→ **Description of the task**
Count how many of the lines below contain the word "dark". Reply with the number only.

▼

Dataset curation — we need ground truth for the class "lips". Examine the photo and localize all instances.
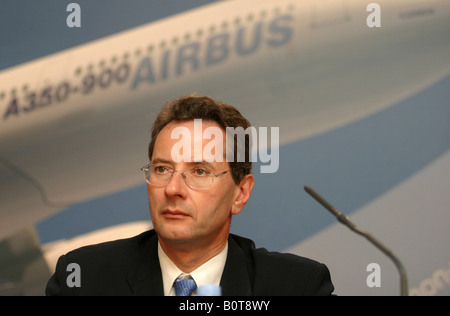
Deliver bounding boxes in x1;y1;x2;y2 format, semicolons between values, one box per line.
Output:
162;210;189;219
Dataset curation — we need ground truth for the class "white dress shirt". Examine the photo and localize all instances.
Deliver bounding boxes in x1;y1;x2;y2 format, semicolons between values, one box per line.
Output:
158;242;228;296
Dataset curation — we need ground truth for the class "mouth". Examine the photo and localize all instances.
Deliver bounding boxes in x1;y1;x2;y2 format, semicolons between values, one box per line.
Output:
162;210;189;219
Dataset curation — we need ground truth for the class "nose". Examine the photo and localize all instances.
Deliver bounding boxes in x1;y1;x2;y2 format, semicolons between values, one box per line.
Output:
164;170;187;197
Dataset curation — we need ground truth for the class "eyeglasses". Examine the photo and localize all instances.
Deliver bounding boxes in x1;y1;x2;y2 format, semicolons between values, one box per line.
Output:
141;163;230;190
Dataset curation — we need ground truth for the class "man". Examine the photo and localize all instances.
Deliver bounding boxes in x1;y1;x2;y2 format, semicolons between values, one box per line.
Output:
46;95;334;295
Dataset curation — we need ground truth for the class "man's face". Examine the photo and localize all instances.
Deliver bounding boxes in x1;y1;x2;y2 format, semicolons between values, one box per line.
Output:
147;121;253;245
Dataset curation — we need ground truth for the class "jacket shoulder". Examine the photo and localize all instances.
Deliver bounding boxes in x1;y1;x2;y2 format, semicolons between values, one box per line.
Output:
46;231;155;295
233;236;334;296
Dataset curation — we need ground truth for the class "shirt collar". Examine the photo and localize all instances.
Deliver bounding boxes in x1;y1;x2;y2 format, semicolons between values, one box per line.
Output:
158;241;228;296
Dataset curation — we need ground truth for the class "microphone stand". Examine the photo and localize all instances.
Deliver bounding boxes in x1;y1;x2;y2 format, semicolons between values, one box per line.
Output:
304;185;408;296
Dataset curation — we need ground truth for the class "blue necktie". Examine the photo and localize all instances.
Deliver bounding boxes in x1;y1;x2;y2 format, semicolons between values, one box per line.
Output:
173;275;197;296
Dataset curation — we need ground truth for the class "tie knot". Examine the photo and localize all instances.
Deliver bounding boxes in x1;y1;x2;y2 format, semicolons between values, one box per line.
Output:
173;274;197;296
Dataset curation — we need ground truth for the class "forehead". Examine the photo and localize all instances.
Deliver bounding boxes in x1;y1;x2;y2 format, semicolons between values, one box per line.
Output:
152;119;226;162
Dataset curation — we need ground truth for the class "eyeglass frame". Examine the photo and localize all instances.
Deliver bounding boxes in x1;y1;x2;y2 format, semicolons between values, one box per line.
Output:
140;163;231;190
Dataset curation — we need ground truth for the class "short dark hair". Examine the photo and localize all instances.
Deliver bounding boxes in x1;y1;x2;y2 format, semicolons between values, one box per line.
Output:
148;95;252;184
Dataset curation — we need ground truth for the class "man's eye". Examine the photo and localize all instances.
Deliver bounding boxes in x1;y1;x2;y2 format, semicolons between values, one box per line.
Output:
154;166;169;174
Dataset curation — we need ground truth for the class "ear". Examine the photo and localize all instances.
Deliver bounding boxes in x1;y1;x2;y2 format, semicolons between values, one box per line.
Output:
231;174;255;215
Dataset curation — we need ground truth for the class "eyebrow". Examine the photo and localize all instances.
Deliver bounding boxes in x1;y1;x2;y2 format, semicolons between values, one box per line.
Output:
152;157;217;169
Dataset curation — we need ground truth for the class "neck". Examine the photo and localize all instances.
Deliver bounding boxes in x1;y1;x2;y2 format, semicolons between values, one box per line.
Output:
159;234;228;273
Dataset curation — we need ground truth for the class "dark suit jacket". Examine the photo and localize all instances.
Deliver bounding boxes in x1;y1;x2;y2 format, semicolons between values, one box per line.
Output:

▲
▼

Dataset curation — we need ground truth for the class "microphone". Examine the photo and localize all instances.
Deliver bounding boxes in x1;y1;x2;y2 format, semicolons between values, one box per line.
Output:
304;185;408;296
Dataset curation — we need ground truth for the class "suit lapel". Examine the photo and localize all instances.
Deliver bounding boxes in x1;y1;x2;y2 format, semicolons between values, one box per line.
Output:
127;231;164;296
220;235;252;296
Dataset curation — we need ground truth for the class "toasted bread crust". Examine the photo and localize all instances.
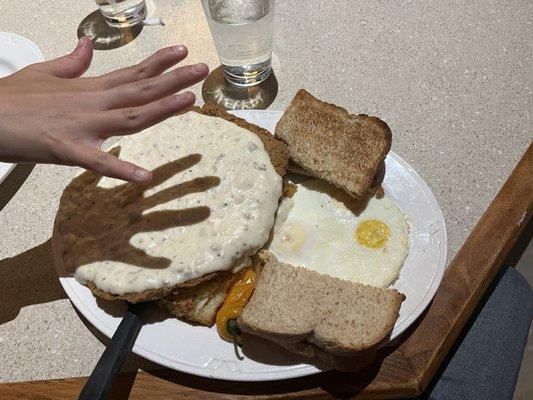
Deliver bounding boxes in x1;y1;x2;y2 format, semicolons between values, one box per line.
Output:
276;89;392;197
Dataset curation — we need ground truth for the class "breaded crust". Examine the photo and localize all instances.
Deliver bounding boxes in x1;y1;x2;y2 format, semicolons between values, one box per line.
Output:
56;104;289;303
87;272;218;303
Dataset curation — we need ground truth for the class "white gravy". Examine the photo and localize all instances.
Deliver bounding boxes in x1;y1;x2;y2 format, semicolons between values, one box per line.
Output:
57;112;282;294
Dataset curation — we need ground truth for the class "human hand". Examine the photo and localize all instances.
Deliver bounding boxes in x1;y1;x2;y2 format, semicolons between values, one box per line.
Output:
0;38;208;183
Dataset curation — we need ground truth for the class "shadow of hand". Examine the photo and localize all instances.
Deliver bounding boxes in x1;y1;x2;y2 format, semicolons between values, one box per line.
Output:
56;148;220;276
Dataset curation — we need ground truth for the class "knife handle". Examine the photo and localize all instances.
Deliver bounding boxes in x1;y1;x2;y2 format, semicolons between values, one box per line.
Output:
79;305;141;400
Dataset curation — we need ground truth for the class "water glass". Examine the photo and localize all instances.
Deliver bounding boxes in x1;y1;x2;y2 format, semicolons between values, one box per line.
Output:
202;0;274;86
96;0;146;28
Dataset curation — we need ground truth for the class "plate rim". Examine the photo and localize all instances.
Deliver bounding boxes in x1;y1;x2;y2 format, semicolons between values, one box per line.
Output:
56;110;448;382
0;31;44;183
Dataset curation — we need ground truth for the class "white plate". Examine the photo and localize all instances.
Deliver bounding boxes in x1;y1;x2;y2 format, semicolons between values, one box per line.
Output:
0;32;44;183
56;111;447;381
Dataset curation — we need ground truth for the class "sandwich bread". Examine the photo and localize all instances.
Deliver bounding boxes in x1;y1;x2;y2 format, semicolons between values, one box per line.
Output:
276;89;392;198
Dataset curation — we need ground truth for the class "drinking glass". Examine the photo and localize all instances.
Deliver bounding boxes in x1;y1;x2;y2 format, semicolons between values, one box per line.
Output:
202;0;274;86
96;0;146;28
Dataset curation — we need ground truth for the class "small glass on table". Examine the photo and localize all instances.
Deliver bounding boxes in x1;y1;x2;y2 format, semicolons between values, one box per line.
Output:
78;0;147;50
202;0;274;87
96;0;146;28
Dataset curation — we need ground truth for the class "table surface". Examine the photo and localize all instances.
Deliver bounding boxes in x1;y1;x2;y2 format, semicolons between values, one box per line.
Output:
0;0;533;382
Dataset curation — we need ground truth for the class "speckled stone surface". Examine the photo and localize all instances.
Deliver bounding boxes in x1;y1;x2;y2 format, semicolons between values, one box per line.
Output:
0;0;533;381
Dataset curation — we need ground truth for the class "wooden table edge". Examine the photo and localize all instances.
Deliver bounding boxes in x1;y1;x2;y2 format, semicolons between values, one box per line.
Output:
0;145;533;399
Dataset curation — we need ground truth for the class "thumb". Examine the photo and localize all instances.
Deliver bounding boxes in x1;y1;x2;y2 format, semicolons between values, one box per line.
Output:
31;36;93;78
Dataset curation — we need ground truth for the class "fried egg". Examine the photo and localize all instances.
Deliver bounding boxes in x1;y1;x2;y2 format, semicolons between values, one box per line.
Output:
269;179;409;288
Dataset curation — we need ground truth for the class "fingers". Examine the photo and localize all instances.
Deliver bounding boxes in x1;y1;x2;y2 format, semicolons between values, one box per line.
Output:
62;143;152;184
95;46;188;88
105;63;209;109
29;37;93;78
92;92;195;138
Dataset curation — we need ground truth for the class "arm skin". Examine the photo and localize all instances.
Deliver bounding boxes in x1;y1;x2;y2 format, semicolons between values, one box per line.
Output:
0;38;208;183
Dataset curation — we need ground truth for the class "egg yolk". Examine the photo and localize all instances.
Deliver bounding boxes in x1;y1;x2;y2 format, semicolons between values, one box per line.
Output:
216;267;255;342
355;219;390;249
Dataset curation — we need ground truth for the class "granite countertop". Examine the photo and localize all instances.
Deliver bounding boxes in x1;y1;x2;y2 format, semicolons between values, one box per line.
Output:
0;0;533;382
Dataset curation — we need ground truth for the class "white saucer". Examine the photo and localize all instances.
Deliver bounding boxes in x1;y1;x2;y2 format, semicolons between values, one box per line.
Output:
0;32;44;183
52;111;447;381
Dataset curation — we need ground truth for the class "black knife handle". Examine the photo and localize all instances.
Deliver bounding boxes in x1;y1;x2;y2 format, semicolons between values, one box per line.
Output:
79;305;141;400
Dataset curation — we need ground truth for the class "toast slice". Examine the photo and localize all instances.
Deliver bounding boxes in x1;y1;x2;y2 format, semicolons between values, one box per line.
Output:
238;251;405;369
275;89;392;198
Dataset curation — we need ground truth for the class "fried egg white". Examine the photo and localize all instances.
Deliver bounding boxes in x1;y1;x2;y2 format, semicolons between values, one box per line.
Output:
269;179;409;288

▲
▼

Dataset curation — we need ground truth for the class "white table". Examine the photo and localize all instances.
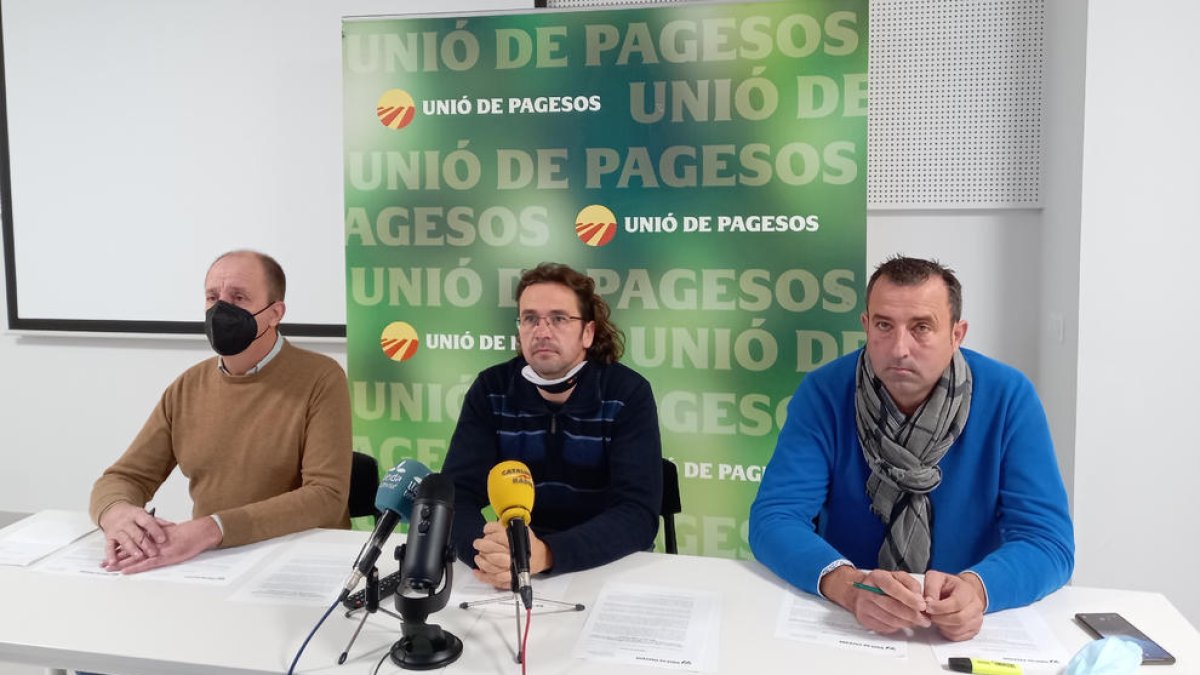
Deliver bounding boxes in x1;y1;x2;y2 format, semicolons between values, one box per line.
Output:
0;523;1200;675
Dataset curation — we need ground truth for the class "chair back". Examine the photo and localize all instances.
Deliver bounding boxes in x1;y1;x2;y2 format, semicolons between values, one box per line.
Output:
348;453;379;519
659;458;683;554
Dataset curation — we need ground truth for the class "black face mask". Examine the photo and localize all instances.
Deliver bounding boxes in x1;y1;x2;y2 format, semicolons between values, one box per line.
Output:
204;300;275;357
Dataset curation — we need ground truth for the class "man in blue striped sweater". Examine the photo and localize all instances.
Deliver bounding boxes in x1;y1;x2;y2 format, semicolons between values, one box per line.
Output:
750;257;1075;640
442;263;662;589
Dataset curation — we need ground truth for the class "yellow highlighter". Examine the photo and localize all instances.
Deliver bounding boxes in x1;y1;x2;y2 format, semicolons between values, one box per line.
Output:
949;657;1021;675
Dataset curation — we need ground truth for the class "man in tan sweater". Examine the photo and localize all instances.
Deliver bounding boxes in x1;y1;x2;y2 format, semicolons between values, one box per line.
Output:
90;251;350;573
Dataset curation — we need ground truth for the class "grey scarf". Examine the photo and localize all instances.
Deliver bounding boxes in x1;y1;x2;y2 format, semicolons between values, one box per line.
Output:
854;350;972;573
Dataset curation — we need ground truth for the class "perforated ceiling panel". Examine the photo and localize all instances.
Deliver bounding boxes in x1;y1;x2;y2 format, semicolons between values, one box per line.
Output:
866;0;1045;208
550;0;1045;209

▲

→ **Result of this exercise**
2